The problem –
Write the next few sentences of this news report on falling COVID-19 numbers in Alabama, picking up right after its last line.

The Alabama Department of Public Health data shows just 633 new cases of COVID-19 reported Tuesday, and 811 cases Wednesday. Rather than being a statistical anomaly, the numbers reflect an ongoing September decline in the number of new cases reported.
The seven-day average of new cases per day — a measure that smooths out daily inconsistencies in case and test reporting — dropped to 856 cases per day Tuesday and 883 cases per day by Wednesday, levels similar to late June.
At this point, it is too early to know if this is a continuing trend or if recent improvements may be lost due to large holiday gatherings and a lack of proper social distancing during the Labor Day weekend. The state experienced surges in cases in the two weeks following both the Fourth of July and Memorial Day holidays.
The national trend has been decreasing numbers of new cases since peaking at 78,615 on July 24. On Tuesday, the U.S. had just 28,581 newly reported cases. Despite this, there are still 2,523,429 active cases in the U.S. — including 80,978 active cases in Alabama, one of the highest totals in the nation.
The decline in the number of new cases has been reflected in a decline in the number of hospitalizations in Alabama. Just 857 Alabamians were hospitalized on Tuesday, one of the lowest numbers since July 5.
The state reported one death from COVID-19 on Tuesday and eight deaths Wednesday, raising the state’s death toll to 2,285. At least 103 Alabamians have been reported dead from COVID-19 in the first nine days of September.

Given records –
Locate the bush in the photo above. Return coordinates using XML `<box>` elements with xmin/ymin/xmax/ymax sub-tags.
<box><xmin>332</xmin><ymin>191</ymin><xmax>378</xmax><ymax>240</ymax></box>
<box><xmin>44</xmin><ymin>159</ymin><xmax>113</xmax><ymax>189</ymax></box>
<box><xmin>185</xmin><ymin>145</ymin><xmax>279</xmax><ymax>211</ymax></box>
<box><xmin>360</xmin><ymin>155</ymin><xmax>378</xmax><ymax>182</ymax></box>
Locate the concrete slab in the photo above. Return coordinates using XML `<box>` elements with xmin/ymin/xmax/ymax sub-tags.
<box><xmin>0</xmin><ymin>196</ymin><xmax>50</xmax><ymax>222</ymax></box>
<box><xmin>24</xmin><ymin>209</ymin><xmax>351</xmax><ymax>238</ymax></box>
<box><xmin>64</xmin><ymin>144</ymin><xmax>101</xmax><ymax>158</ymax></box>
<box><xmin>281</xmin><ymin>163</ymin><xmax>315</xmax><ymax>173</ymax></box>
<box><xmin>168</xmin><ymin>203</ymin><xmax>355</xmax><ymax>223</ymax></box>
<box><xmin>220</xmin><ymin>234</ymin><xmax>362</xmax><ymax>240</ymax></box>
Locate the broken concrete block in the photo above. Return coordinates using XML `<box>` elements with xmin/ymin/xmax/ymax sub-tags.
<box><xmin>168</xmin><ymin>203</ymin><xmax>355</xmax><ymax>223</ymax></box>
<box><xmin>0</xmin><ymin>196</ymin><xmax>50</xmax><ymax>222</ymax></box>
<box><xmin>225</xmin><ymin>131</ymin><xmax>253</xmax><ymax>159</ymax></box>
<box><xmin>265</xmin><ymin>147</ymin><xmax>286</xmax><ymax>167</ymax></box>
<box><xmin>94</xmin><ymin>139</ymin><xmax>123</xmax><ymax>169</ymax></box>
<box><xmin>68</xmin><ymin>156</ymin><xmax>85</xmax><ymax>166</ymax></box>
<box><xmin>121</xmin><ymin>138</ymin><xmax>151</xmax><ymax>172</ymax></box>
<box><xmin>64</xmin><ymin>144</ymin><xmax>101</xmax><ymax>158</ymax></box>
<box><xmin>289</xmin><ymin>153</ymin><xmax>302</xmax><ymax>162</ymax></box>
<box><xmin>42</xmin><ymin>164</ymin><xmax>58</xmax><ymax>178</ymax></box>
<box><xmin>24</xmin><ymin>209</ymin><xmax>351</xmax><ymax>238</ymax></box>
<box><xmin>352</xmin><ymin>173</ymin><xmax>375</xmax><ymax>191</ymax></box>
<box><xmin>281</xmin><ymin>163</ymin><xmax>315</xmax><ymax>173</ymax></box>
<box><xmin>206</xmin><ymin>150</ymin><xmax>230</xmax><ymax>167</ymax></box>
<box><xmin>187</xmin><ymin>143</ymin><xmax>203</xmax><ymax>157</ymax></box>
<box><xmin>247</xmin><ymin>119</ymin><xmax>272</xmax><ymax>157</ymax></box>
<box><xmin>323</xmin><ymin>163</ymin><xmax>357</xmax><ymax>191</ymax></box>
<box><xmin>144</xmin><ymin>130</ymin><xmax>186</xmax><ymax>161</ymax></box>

Solved exercise –
At least 194,037 Americans have died of COVID-19, more than any other country in the world. The states that have been hit hardest have been New York, New Jersey, Texas, California, Florida, Massachusetts, Illinois, Pennsylvania, Michigan and Georgia. Alabama is 21st in COVID-19 deaths and 20th in COVID-19 deaths per capita.
The state of Alabama has been under a “safer-at-home” order since mid-March. Public health officials credit Alabama Gov. Kay Ivey’s mask order that went into effect on July 15 for the improvement in the number of coronavirus cases. Anytime a citizen ventures out of their home and/or may interact with people from outside of their home, they are mandated to wear a mask or cloth face covering.
Despite some current improvements, the situation could worsen again, and public health officials warn Alabamians to continue social distancing and wearing masks.
Citizens are urged to stay home whenever possible, avoid crowds and large gatherings, do not shake hands or hug persons outside of your household, avoid getting within six feet of other persons outside of your household, wash hands frequently and avoid touching your face.